__Your objective__
Leaving out every picture, quote the data below exactly as it appears.

(Records from a data collection)
*** Begin section ***
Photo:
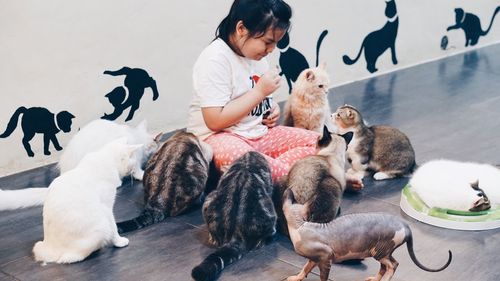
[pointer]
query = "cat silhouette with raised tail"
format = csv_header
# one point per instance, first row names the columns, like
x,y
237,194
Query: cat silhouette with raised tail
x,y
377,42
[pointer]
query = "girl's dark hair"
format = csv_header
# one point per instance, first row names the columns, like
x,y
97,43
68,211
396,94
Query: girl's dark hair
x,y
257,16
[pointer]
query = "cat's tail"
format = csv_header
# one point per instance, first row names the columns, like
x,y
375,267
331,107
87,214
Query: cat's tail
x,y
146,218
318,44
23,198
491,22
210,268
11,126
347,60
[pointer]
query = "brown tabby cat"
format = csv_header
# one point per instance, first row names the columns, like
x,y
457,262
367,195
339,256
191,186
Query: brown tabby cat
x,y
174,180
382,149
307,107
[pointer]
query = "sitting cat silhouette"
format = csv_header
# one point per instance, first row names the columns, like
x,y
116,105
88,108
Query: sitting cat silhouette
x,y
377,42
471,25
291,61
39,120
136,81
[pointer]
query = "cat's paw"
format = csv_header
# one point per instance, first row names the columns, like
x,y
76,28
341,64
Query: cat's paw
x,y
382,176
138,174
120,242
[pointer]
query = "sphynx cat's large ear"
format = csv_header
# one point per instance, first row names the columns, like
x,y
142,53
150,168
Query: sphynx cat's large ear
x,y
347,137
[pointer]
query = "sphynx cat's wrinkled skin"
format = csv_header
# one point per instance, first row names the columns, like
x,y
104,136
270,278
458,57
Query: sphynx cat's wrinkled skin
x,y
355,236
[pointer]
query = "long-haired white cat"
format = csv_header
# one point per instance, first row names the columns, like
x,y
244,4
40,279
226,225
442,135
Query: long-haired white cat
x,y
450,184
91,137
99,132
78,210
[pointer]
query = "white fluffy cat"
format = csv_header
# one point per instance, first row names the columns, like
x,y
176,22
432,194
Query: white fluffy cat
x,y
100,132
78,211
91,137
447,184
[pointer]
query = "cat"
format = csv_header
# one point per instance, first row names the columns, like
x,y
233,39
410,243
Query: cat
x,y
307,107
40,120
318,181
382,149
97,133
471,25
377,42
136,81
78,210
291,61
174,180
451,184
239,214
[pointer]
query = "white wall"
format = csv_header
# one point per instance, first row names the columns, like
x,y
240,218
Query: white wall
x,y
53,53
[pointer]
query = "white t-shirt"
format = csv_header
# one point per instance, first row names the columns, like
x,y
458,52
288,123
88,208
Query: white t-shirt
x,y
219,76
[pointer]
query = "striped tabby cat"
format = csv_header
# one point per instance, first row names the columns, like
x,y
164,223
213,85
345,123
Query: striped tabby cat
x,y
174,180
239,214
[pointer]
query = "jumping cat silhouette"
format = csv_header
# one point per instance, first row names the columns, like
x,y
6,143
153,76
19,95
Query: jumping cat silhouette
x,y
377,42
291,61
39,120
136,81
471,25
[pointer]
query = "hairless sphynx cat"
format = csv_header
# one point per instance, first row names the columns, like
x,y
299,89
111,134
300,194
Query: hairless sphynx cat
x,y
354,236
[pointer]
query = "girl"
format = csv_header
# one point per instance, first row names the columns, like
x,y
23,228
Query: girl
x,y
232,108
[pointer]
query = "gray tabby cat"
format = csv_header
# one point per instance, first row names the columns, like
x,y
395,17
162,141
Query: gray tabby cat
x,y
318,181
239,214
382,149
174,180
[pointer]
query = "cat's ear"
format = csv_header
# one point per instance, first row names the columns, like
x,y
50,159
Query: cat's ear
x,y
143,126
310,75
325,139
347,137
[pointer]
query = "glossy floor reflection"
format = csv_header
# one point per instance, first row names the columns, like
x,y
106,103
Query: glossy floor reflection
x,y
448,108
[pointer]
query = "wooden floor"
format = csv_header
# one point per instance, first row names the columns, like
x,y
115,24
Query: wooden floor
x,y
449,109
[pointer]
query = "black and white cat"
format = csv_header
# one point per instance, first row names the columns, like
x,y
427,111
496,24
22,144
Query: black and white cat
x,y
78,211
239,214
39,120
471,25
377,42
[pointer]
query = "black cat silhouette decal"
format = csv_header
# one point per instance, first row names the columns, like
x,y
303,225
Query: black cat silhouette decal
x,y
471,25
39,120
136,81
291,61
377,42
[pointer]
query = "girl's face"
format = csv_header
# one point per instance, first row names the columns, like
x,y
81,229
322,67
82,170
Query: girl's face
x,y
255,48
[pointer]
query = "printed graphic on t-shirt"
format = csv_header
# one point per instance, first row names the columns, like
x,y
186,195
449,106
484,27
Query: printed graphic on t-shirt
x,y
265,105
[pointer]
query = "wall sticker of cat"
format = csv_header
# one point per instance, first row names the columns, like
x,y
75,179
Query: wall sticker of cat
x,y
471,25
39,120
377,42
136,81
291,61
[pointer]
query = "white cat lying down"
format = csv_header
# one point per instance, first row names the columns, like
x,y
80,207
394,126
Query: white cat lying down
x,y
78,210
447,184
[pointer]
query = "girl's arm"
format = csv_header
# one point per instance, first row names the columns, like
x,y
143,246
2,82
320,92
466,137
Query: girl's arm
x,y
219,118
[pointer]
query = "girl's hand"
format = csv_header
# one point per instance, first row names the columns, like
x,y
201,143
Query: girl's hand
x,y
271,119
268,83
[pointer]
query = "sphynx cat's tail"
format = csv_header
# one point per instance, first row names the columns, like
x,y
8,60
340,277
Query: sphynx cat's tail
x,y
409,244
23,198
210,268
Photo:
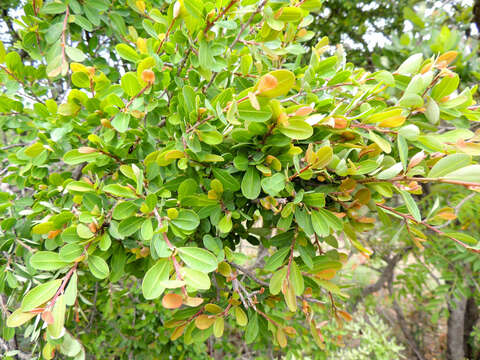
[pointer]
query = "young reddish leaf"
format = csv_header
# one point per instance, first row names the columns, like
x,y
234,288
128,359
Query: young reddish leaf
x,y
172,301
*** End section ***
__Response to the exercise__
Photo:
[pointer]
query = "cat silhouette with raised tail"
format = csv_header
# one point per instance, first row names the columns, like
x,y
237,194
Query: cat silhouette with raised tail
x,y
377,42
[pointer]
query = "girl's dark hair"
format = csv_header
# one point per instance, first row names the columns, like
x,y
97,43
68,211
396,94
Query: girl's dark hair
x,y
257,16
[pointer]
query = "cat's tail"
format = csv_header
# one point per instance, first row names the columns, like
x,y
375,267
331,107
87,214
Query: cat's tail
x,y
146,218
318,44
23,198
491,22
210,268
11,126
347,60
[pointer]
query = "brown tabby cat"
format = csv_header
# one point per instance, first row names the columns, like
x,y
457,262
367,195
339,256
191,186
Query: brown tabby cat
x,y
174,180
382,149
307,107
[pointer]
query = "sitting cat silhouette"
format = csv_header
# one point per instance, first row names the columns, like
x,y
116,105
88,108
Query: sitting cat silhouette
x,y
377,42
471,25
291,61
39,120
136,81
[pointer]
query = "cat's paw"
format = csv_header
# one point per instance, first row names the columns, like
x,y
76,28
341,64
Query: cat's paw
x,y
382,176
138,174
120,242
[pointer]
query = "sphynx cat's large ear"
format = csv_header
# one point per instance, first row names the columns, like
x,y
142,53
150,168
Query: sphynx cat's large ear
x,y
347,137
[pointer]
query = "sphynx cat's wrinkled skin"
format = csv_header
# one point per instance, first row names the columns, like
x,y
104,136
270,278
458,57
Query: sphynx cat's wrinkled skin
x,y
355,236
[pointer]
query = "long-haired white cat"
format = csv_header
# one point per instance, first row names the columns, like
x,y
244,4
40,279
226,225
442,135
Query: long-haired white cat
x,y
450,184
91,137
99,132
78,210
[pointer]
query = "white fluffy cat"
format = csv_header
# one point per instance, first row names the columns, like
x,y
176,22
432,194
Query: white fluffy cat
x,y
100,132
78,211
91,137
447,184
[pointer]
query = "cat"
format = csv_header
# one point per instance, first row names the columns, like
x,y
233,39
410,243
Query: cat
x,y
307,107
40,120
318,181
382,149
97,133
471,25
377,42
136,81
78,210
291,61
174,180
451,184
239,214
[pointer]
query = "white wall"
format = csv_header
# one point per instance, first row names the columns, like
x,y
240,218
Query: white wall
x,y
53,53
[pointer]
query = "white t-shirt"
format = csv_header
# one point per instance, first row names the columns, like
x,y
458,52
288,123
88,208
Query: white t-shirt
x,y
219,76
[pointer]
query = "striped tabby cat"
format = csv_header
# one point per instance, first row names the columns, like
x,y
164,223
213,85
345,123
Query: striped tabby cat
x,y
174,180
239,214
[pointer]
query = "jumping cat silhouette"
format = csv_header
# one point per instance, first row names the columns, like
x,y
6,143
153,76
19,95
Query: jumping cat silhouette
x,y
377,42
291,61
39,120
136,81
471,25
[pointer]
query = "hairless sphynx cat"
format = csv_header
# one point per instance, first row names the columns, like
x,y
299,89
111,134
300,194
Query: hairless sphynx cat
x,y
354,236
[pointer]
query = "girl"
format = csv_header
# one point per instance, first row names the columns, like
x,y
23,228
Query: girl
x,y
232,108
[pointer]
query = "gray tabby cat"
format = csv_header
# one point per instance, first row names the columns, like
x,y
395,17
162,141
Query: gray tabby cat
x,y
318,181
239,214
382,149
174,180
[pointer]
query = "cat's ear"
format = csv_header
# one point per instance, first row names the columns, like
x,y
50,159
Query: cat's ear
x,y
143,126
310,75
325,139
347,137
[pointer]
query = "glossy floor reflection"
format = csv_header
# one point per instance, first row names the columns, like
x,y
106,103
Query: glossy floor reflection
x,y
448,108
[pointer]
query = "wooden floor"
format = csv_header
# one point per instance, first row names the columns, like
x,y
115,24
Query: wooden floor
x,y
449,109
[pointer]
query = "black and white cat"
format = csv_header
# one point per instance, first row names the columns, like
x,y
427,111
496,24
22,144
Query: black and white cat
x,y
78,211
239,214
39,120
471,25
377,42
[pointer]
query = "black cat silhouette decal"
format = csv_header
# one point per instance, first row names the columns, like
x,y
303,225
Query: black cat silhouette decal
x,y
471,25
39,120
136,81
291,61
377,42
[pointer]
query = "girl's face"
format = csv_header
# one point per instance, first row names the columns, like
x,y
81,229
322,67
82,170
Query: girl's face
x,y
255,48
[pointer]
query = "printed graphic on t-shirt"
format = csv_header
# one point per instance, first row names the columns, like
x,y
186,195
449,106
484,27
Query: printed graphic on t-shirt
x,y
265,105
[pointer]
query = "wall sticker of cat"
format = csv_header
# one point per instance, first row names the columns, like
x,y
75,179
Query: wall sticker of cat
x,y
471,25
39,120
377,42
136,81
291,61
[pointer]
query = "white cat lying down"
format = csv_header
# one point per instance, first row names the columns, like
x,y
80,207
394,126
Query: white cat lying down
x,y
78,210
447,184
[pointer]
query = "girl's arm"
format = csv_header
# one point per instance, first row names the columns, like
x,y
143,246
2,82
320,92
466,137
Query: girl's arm
x,y
219,118
[pointer]
query = "girl's hand"
format = csv_header
# one point per instance, first row names the columns, like
x,y
201,143
Query: girl's hand
x,y
271,119
268,83
[pointer]
query = "sphynx cat's tail"
format = csv_header
# one point per instance, first row names the columns, like
x,y
8,60
340,277
Query: sphynx cat's tail
x,y
409,244
23,198
210,268
Photo:
[pointer]
query = "young reddish leaf"
format = csv_header
# one point per instance, first row names the columns, like
x,y
234,288
128,359
Query: young reddish leaf
x,y
172,301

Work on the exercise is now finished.